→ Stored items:
--- START ---

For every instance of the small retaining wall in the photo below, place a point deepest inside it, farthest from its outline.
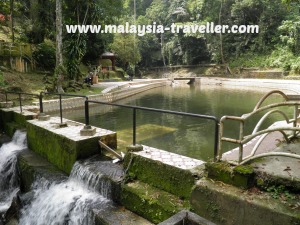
(77, 102)
(63, 146)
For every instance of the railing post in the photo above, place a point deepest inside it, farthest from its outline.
(296, 114)
(216, 140)
(241, 147)
(220, 136)
(41, 102)
(87, 129)
(60, 108)
(87, 116)
(20, 100)
(134, 127)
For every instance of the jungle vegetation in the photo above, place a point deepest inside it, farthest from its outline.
(37, 22)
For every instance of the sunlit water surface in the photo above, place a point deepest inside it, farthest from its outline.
(184, 135)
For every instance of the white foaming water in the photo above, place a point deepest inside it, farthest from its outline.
(8, 173)
(66, 203)
(93, 181)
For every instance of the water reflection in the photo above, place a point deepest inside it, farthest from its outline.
(188, 136)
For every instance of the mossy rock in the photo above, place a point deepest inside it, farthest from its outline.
(153, 204)
(239, 176)
(168, 178)
(31, 166)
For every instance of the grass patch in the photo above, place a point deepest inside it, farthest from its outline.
(88, 91)
(248, 60)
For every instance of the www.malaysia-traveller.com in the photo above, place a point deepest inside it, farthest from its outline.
(141, 30)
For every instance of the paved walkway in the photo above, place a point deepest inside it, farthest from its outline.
(110, 86)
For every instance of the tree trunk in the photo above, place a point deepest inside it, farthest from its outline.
(12, 19)
(59, 57)
(162, 48)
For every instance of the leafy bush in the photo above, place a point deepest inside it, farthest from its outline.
(281, 58)
(2, 81)
(44, 55)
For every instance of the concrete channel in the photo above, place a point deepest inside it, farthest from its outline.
(157, 187)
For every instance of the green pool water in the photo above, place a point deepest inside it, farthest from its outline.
(188, 136)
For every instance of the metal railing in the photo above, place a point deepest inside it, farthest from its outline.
(136, 108)
(261, 134)
(134, 112)
(39, 96)
(60, 101)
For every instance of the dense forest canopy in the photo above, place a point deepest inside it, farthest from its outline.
(276, 45)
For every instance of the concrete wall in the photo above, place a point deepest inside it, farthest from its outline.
(77, 102)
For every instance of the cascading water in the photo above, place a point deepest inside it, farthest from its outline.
(8, 173)
(69, 202)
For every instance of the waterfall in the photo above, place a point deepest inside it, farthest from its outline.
(70, 202)
(8, 173)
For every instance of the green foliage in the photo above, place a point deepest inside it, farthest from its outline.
(281, 58)
(44, 55)
(126, 48)
(248, 60)
(280, 192)
(2, 81)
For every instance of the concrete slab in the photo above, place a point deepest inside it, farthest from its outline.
(280, 170)
(169, 158)
(64, 145)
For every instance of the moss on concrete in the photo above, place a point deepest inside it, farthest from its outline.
(58, 149)
(31, 166)
(226, 204)
(240, 176)
(151, 203)
(168, 178)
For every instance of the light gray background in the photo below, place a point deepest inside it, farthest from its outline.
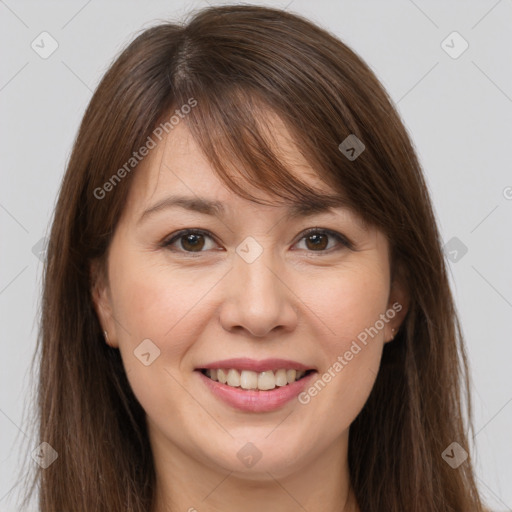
(458, 113)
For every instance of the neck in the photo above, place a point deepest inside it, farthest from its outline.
(187, 484)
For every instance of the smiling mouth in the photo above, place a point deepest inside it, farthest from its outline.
(259, 381)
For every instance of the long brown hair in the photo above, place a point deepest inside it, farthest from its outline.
(235, 62)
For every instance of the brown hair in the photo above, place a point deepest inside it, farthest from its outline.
(236, 61)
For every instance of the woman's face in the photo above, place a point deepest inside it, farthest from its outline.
(253, 287)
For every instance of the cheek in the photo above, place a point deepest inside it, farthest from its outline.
(351, 307)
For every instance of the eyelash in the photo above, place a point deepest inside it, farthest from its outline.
(322, 231)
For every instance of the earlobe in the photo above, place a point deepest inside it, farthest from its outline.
(399, 304)
(101, 302)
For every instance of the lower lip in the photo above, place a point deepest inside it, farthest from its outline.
(256, 401)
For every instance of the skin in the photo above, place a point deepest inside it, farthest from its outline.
(293, 302)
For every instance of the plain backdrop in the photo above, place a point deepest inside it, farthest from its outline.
(456, 106)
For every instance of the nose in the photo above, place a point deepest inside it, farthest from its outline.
(258, 300)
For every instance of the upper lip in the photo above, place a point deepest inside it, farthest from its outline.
(243, 363)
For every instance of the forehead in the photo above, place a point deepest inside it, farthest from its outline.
(177, 166)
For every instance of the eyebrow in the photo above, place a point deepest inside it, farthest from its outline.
(217, 209)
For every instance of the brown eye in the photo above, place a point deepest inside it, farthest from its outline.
(192, 242)
(189, 241)
(323, 240)
(317, 241)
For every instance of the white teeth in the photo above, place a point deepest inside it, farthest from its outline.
(290, 376)
(266, 381)
(247, 379)
(233, 378)
(281, 379)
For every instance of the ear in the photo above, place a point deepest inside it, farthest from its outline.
(398, 305)
(100, 293)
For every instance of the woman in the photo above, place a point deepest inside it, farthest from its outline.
(245, 300)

--- END ---

→ STATED PROBLEM: Rewrite all of the items above, changing "place a point" to "mark a point" everywhere it appears and keeping everything else the same. Leave the pictures out.

→ WRITTEN RESPONSE:
For every instance of the small retaining wall in the photo below, mark a point deepest inside it, farthest from its outline.
(77, 102)
(63, 146)
For every instance of the railing post in the photo above, mark a point deepest inside it, farthest from its outline.
(296, 114)
(216, 140)
(241, 147)
(220, 136)
(41, 102)
(87, 129)
(60, 108)
(87, 116)
(20, 100)
(134, 127)
For every instance of the jungle vegetation in the photo above, mark a point deepest inside it, farthest from its outline.
(37, 22)
For every instance of the sunlit water surface in the photo above, mark a point deepest inside it, farthest from its outline.
(184, 135)
For every instance of the white foaming water in the photo above, mark a point deepest inside it, farthest from its outline.
(8, 173)
(66, 203)
(93, 181)
For every instance of the water reflection in the photo above, mark a point deepest inside it, farthest from its outline.
(188, 136)
For every instance of the mossy rock in the photo above, mark a point deepest inside it, farthest from its outline.
(153, 204)
(239, 176)
(168, 178)
(31, 166)
For every instance of the grass patch in the photo above, mark a point deepest inside it, farthest from its outline.
(88, 91)
(248, 60)
For every instance of the www.malaysia-traveller.com in the photo above, mark a point deepest inside it, farthest from its outline.
(141, 30)
For every instance of the paved walkway in the photo above, mark a point deepest inside it, farthest from its outline.
(110, 86)
For every instance of the tree trunk in the photo above, mark a point deepest inside it, farthest from its outline.
(12, 19)
(59, 57)
(162, 48)
For every instance of the leafy bush in the photo above, mark a point deepest inside it, farthest from its outline.
(281, 58)
(2, 81)
(44, 55)
For every instance of the concrete channel in the photo above, mark a point deepest inside it, farthest from its outline.
(157, 187)
For every instance of the green pool water in the photo above, mark a point deepest inside it, farthest from its outline.
(188, 136)
For every instance of the metal railing in the photo above, mark a point deepest inside it, farthest from its outline.
(136, 108)
(261, 134)
(134, 112)
(39, 96)
(60, 101)
For every instance of the dense forest canopy in the photo above, mark a point deepest inside it, farthest from its outline.
(276, 45)
For every instance of the concrete wall in the photo above, mark a point deepest inside it, farthest from its outline.
(77, 102)
For every instance of the cascading water in the photo above, mark a point deepest inside it, farthest from its outline.
(8, 173)
(69, 202)
For every instance of the waterfall in the photo above, mark a point deepest inside it, farthest from its outline.
(70, 202)
(8, 173)
For every instance of the green foliage in the photo above, mark a point deepest inside it, farthest from its outline.
(281, 58)
(44, 55)
(126, 48)
(248, 60)
(280, 192)
(2, 81)
For every instance of the concrete slab in the photo above, mark a point deepest inside it, farthest from its outline.
(280, 170)
(169, 158)
(64, 145)
For every instance of the moss on concrete in the photo above, mark a point deepest inside it, farthest from its outline.
(58, 149)
(31, 166)
(226, 204)
(240, 176)
(151, 203)
(168, 178)
For every instance of the light gray background in the photo below, mark a point deepest inside it, farthest from its outline.
(458, 113)
For every instance of the neck in the photo above, mark a point deepest inside it, farthest from its outline.
(187, 484)
For every instance of the smiling mouth in the photo above, mark a point deepest inside it, farthest from its outline.
(259, 381)
For every instance of the long brown hair in the photo above, mark a point deepest inside it, farthest from its outline.
(235, 62)
For every instance of the brown hair in the photo above, mark a point deepest inside it, farthest from its outline.
(236, 61)
For every instance of the woman's face in the photo above, mark a point deepest inside it, farthest from its outline.
(253, 287)
For every instance of the cheek in the photo above, mark a point deepest inside it, farthest from its outline.
(351, 307)
For every instance of the eyelash in the photo above, mark a point deepest inside it, farthest from its outline.
(322, 231)
For every instance of the earlobe in the photo above, mark a point deepest inside it, farthest from its outline.
(399, 304)
(101, 302)
For every instance of the lower lip in the photo above, mark a point deepest inside it, farthest from its outline.
(256, 401)
For every instance of the skin in the photo above, mark a point deepest inside it, farthest from its outline.
(293, 302)
For every instance of the plain backdrop in the photo above, mark a point deepest inside it, farthest from its outline.
(456, 106)
For every instance of the nose in the photo above, mark a point deepest inside it, farthest from its outline.
(258, 300)
For every instance of the upper lip in the photo above, mark a point deepest inside it, farthest from its outline.
(243, 363)
For every instance of the forehead in the photo above, mark a point deepest inside it, farthest from its outline.
(177, 166)
For every instance of the eyebrow in the photo above, mark a point deepest inside it, farthest from its outline.
(217, 209)
For every instance of the brown eye in the photo above, mark a point deepest inside it, farthest from its outline.
(192, 242)
(189, 241)
(323, 240)
(317, 241)
For every instance of the white teeth in the photo above, mark a point deepest inside it, farthest from its outline.
(290, 376)
(266, 381)
(247, 379)
(233, 378)
(281, 379)
For every instance of the ear in the photo above, mark a point deepest inside it, farthest from its outline.
(398, 305)
(100, 293)
For every instance of the woman in the photo above, mark a point deepest inside it, farthest from its outline.
(245, 300)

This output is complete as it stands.